• [Written exercise A]
Turn everything in the records from the line containing "neighboring building roof." down to the end of the records into a numbered list, with blank lines omitted and the pictures left out.
• [Written exercise B]
Carry the article on carbenes forward from its final sentence.

• [Page]
.....

In organic chemistry, a carbene is a molecule containing a neutral carbon atom with a valence of two and two unshared valence electrons. The general formula is R−:C−R' or R=C: where the R represents substituents or hydrogen atoms.

Methylene is the simplest carbene.

The term "carbene" may also refer to the specific compound :CH2, also called methylene, the parent hydride from which all other carbene compounds are formally derived.[1][2]

There are two types of carbenes: singlets or triplets, depending upon their electronic structure.[3] The different classes undergo different reactions.

Most carbenes are extremely reactive and short-lived. A small number (the dihalocarbenes, carbon monoxide,[4] and carbon monosulfide) can be isolated, and can stabilize as metal ligands, but otherwise cannot be stored in bulk. A rare exception are the persistent carbenes,[5] which have extensive application in modern organometallic chemistry.

Generation edit

There are two common methods for carbene generation.

In α elimination, two substituents eliminate from the same carbon atom. This occurs with reagents with no good leaving groups vicinal to an acidic proton are exposed to strong base; for example, phenyllithium will abstract HX from a haloform (CHX3).[6] Such reactions typically require phase-transfer conditions.[citation needed]

Molecules with no acidic proton can also form carbenes. A geminal dihalide exposed to organolithiums with undergo metal-halogen exchange and then eliminate a lithium salt to give a carbene, and zinc metal abstracts halogens similarly in the Simmons–Smith reaction.[7]

R2CBr2 + BuLi → R2CLi(Br) + BuBr
R2CLi(Br) → R2C + LiBr

It remains uncertain if these conditions form truly free carbenes or a metal-carbene complex. Nevertheless, metallocarbenes so formed give the expected organic products.[7] In a specialized but instructive case, α-halomercury compounds can be isolated and separately thermolyzed. The "Seyferth reagent" releases CCl2 upon heating:

C6H5HgCCl3 → CCl2 + C6H5HgCl

Separately, carbenes can be produced from an extrusion reaction with a large free energy change. Diazirines and epoxides photolyze with a tremendous release in ring strain to carbenes. The former extrude inert nitrogen gas, but epoxides typically give reactive carbonyl wastes, and asymmetric epoxides can potentially form two different carbenes. Typically, the C-O bond with lesser fractional bond order (fewer double-bond resonance structures) breaks. For example, when one substituent is alkyl and another aryl, the aryl-substituted carbon is usually released as a carbene fragment.

.....

• [Available records]
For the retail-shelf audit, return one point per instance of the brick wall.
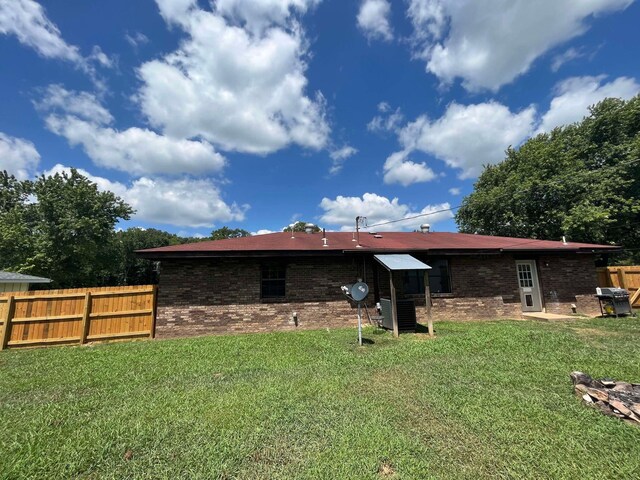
(223, 295)
(567, 280)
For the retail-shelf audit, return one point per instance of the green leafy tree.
(135, 270)
(300, 227)
(16, 214)
(581, 181)
(226, 232)
(61, 227)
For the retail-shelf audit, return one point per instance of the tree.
(135, 270)
(61, 227)
(226, 232)
(300, 226)
(581, 181)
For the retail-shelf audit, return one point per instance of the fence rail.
(624, 276)
(80, 315)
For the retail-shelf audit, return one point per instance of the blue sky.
(257, 113)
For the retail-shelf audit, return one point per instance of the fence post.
(6, 325)
(154, 310)
(85, 318)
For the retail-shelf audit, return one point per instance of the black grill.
(614, 301)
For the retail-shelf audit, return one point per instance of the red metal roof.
(389, 241)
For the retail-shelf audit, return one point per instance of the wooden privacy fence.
(622, 277)
(76, 315)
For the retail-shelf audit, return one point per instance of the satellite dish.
(359, 291)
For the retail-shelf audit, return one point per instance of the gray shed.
(401, 262)
(18, 282)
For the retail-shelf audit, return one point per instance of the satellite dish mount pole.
(359, 325)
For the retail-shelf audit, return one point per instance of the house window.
(273, 281)
(439, 280)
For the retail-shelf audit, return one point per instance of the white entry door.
(529, 286)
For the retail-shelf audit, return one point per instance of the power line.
(551, 182)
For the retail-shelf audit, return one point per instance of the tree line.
(62, 227)
(581, 181)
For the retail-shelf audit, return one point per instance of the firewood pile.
(619, 399)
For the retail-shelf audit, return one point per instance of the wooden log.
(579, 377)
(598, 394)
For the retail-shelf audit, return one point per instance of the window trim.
(275, 266)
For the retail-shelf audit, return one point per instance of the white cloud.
(489, 44)
(576, 94)
(26, 19)
(373, 19)
(19, 157)
(185, 202)
(465, 138)
(136, 39)
(342, 212)
(258, 16)
(82, 120)
(339, 156)
(399, 169)
(386, 121)
(240, 87)
(564, 57)
(79, 104)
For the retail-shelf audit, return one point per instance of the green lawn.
(482, 400)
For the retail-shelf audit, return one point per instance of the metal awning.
(395, 262)
(10, 277)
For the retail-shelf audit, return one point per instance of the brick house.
(277, 281)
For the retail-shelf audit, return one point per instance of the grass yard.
(482, 400)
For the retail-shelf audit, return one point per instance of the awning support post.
(427, 296)
(394, 307)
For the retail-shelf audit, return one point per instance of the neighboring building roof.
(274, 244)
(10, 277)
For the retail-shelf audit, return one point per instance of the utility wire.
(551, 182)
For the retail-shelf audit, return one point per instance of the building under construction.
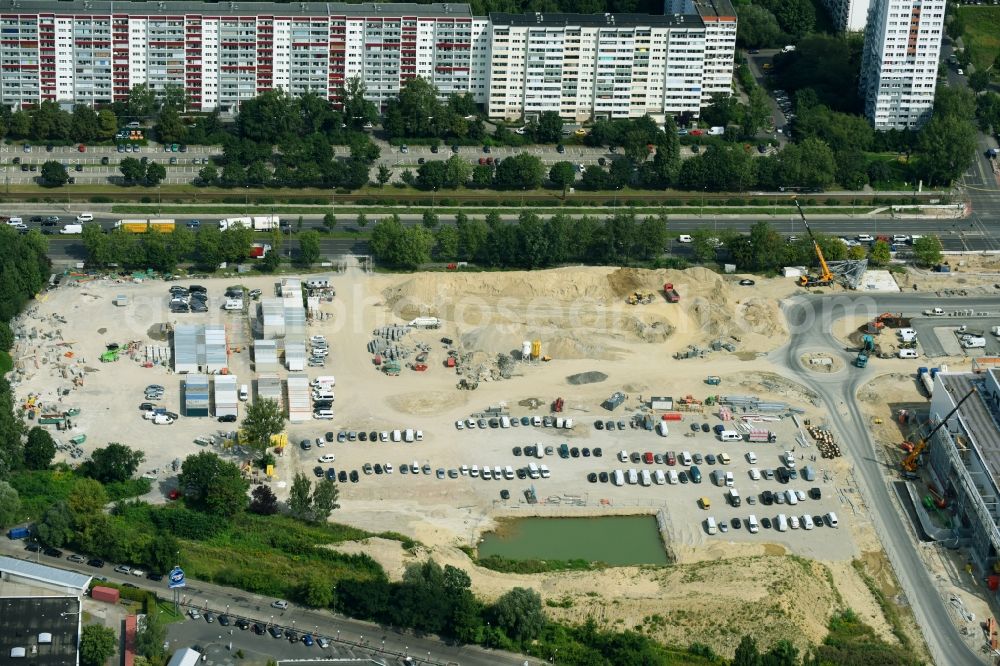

.....

• [Final result A]
1. For the retail-shelf audit, return one point per instance of the neighboring building roof.
2. (274, 244)
3. (10, 277)
4. For the retail-shelf audit, return one point per instance of the utility wire.
5. (551, 182)
6. For the retail-shelf audit, return one point per instance of the building under construction.

• [Final result B]
Ring strain is not necessary for a strong thermodynamic driving force. Photolysis, heat, or transition metal catalysts (typically rhodium and copper) decompose diazoalkanes to a carbene and gaseous nitrogen; this occurs in the Bamford-Stevens reaction and Wolff rearrangement. As with the case of metallocarbenes, some reactions of diazoalkanes that formally proceed via carbenes may instead form a [3+2] cycloadduct intermediate that extrudes nitrogen.

Alkylidene carbene

To generate an alkylidene carbene a ketone can be exposed to trimethylsilyl diazomethane and then a strong base.

Structures and bonding edit

Singlet and triplet carbenes

The two classes of carbenes are singlet and triplet carbenes. Triplet carbenes are diradicals with two unpaired electrons, typically form from reactions that break two σ bonds (α elimination and some extrusion reactions), and do not rehybridize the carbene atom. Singlet carbenes have a single lone pair, typically form from diazo decompositions, and adopt an sp2 orbital structure.[8] Bond angles (as determined by EPR) are 125–140° for triplet methylene and 102° for singlet methylene.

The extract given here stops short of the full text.